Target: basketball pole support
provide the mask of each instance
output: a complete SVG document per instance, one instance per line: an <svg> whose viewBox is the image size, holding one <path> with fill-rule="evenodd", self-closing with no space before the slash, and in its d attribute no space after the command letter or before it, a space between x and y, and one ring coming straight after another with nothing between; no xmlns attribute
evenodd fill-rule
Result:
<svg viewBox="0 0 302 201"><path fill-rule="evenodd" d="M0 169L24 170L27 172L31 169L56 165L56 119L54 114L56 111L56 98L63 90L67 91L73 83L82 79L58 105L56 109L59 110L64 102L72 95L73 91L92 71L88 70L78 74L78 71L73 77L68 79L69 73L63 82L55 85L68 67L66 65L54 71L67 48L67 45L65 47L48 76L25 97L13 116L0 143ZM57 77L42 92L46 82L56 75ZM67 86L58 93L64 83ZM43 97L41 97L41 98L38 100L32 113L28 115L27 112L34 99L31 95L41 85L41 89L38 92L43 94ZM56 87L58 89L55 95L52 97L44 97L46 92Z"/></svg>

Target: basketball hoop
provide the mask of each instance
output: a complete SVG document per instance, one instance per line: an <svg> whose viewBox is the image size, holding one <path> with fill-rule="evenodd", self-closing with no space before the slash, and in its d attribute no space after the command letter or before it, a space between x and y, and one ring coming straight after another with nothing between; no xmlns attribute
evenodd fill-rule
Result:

* * * *

Could you rewrite the listing above, swapping every "provide the mask" for "supply the mask" and leaving everything else unchanged?

Target: basketball pole support
supply the mask of each instance
output: a complete SVG document per instance, one instance per line: an <svg> whose viewBox is the image size, holding one <path> with fill-rule="evenodd", self-closing with no space before the slash, and in its d attribute no space after the command letter or before it, a space between x and y, and one ring coming straight after another with nothing between; no xmlns attribute
evenodd fill-rule
Result:
<svg viewBox="0 0 302 201"><path fill-rule="evenodd" d="M0 169L24 170L27 172L31 169L56 165L56 119L54 114L56 111L56 98L63 90L67 91L73 83L82 79L58 105L56 109L59 110L64 102L72 95L73 91L92 71L88 70L78 74L78 71L73 77L68 79L69 73L63 82L55 85L68 67L66 65L54 71L67 48L67 45L65 47L48 76L25 97L13 116L0 143ZM57 77L42 92L46 82L56 75ZM67 86L58 93L64 83ZM43 97L41 97L41 98L38 100L32 113L28 115L27 112L34 99L31 95L41 85L41 89L38 92L43 94ZM56 87L58 89L55 95L52 97L44 97L46 92Z"/></svg>

Target: basketball hoop
supply the mask of each instance
output: a complete SVG document per instance, one instance per line: an <svg> whose viewBox is the image size, holding one <path> with fill-rule="evenodd", self-closing with no space before the slash, and in its d attribute no space after the command letter or before it, a space between x and y, and one ring coming straight after another with nothing between; no xmlns attribute
evenodd fill-rule
Result:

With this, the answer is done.